■ Required work
Give back, unchanged, each line from the one containing "Identify each instance of the seated" through the last line of the entries below.

_ _ _ _ _

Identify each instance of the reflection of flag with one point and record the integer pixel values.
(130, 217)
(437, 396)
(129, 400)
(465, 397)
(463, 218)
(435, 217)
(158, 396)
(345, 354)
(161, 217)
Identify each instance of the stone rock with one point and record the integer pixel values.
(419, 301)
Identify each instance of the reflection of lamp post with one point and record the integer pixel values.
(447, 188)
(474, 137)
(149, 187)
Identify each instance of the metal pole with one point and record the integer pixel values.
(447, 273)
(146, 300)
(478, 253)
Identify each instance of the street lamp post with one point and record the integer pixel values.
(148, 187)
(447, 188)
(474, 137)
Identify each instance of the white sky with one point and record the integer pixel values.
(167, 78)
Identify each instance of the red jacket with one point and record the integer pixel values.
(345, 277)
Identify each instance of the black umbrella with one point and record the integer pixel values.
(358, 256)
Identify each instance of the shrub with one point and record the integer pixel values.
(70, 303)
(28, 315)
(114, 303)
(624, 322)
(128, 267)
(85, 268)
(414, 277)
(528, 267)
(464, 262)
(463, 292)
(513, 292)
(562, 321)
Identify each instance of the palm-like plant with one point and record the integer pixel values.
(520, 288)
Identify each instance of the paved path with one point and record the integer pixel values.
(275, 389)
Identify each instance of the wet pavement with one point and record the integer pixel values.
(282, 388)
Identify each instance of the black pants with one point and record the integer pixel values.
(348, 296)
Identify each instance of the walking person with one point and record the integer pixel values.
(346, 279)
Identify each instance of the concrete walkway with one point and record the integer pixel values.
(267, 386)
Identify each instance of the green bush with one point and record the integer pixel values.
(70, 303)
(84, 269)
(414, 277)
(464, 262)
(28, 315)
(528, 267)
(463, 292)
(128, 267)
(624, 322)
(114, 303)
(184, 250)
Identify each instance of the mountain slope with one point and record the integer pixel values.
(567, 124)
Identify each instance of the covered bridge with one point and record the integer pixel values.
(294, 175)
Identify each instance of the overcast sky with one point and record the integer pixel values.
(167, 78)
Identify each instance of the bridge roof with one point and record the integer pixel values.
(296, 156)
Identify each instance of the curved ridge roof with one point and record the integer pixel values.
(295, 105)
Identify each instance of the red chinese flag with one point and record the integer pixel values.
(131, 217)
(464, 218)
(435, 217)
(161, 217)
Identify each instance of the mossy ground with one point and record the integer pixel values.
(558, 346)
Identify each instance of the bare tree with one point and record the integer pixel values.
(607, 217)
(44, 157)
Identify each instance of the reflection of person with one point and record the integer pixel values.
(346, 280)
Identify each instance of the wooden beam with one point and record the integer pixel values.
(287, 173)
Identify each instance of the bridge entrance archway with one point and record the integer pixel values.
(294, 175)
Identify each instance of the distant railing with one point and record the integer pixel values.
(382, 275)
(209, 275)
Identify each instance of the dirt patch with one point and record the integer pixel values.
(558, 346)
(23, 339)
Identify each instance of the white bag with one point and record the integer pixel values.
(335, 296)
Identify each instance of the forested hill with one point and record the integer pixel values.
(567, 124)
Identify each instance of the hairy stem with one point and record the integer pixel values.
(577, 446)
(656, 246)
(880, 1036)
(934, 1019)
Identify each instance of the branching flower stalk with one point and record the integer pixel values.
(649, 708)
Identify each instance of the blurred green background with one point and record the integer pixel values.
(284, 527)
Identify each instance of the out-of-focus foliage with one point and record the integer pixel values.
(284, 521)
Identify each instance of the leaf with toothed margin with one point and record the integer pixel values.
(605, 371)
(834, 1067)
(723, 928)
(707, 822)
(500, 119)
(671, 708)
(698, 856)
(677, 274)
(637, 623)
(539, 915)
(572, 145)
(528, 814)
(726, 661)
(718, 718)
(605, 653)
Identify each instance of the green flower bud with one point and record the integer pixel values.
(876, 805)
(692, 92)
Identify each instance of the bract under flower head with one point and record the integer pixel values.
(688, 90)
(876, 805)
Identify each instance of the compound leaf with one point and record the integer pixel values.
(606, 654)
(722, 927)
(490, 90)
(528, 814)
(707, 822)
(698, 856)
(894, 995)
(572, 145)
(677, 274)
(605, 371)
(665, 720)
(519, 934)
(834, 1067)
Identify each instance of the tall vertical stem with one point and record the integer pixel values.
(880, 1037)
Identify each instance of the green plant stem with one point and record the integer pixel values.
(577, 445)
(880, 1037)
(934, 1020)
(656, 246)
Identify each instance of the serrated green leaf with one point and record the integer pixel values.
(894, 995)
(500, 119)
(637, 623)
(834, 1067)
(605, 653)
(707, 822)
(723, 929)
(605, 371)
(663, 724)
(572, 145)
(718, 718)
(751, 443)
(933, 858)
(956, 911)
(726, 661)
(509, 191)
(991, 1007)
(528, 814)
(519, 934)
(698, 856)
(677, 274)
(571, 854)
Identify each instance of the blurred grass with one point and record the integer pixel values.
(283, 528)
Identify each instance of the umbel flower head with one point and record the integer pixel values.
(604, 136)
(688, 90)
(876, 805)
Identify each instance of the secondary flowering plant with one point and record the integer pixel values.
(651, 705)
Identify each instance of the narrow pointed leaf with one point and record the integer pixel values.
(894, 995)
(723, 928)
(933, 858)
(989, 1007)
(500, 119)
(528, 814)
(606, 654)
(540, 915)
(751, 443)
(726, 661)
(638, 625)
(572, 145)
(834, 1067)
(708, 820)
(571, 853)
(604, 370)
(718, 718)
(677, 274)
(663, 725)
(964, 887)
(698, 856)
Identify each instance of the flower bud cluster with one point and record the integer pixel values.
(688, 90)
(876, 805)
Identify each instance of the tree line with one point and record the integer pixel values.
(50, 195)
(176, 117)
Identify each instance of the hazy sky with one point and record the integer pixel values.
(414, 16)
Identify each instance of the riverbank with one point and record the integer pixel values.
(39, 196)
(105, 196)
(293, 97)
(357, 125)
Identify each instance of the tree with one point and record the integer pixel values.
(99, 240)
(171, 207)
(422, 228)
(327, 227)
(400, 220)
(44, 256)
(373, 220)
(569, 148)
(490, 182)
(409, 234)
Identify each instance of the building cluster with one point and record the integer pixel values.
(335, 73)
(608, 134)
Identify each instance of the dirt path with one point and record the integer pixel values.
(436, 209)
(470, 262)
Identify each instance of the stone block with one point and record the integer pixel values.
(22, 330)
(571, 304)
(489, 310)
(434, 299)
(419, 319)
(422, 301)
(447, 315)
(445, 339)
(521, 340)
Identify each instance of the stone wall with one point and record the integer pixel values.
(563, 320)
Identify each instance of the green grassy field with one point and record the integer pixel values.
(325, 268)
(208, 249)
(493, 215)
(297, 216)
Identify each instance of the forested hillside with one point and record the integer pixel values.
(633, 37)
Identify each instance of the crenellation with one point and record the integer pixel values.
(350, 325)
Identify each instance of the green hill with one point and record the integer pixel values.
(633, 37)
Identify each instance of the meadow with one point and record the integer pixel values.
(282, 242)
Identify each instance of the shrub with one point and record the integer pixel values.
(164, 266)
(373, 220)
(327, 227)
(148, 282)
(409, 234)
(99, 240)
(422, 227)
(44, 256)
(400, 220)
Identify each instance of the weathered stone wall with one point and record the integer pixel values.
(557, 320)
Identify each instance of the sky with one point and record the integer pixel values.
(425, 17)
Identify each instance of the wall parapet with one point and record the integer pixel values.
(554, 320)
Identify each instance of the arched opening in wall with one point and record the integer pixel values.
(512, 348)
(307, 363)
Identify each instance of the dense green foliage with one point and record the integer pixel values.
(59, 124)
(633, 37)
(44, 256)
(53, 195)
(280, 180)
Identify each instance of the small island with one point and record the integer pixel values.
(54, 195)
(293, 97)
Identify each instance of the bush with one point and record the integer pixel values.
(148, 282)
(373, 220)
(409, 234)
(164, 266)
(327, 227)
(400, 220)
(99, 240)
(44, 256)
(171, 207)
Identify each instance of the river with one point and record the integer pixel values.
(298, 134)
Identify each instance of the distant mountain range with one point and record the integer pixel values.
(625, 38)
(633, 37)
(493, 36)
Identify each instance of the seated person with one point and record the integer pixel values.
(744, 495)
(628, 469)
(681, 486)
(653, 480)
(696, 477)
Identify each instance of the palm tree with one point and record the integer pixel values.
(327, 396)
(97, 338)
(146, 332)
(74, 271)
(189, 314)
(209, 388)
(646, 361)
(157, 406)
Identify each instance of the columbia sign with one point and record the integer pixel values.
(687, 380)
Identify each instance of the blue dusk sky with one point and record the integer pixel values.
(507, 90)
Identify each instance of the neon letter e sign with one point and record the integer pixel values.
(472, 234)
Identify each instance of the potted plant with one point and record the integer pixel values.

_ _ _ _ _

■ Exercise answer
Identify each instance of the seated person with one point and record the integer pixel values.
(744, 495)
(628, 469)
(681, 486)
(653, 480)
(696, 477)
Identify each instance of the palm tree with one point and record the integer pixel values.
(327, 396)
(97, 338)
(146, 332)
(74, 271)
(189, 314)
(209, 388)
(646, 361)
(157, 406)
Identify each instance of the columbia sign with one point and record the integer pixel values.
(687, 380)
Identify each instance of the blue dusk sky with one point and record the integer pixel values.
(507, 90)
Identify each instance of the neon letter e sign with one point and record the integer pixel values.
(472, 234)
Identify each instance of the potted plant with one point and record the integer pixel values.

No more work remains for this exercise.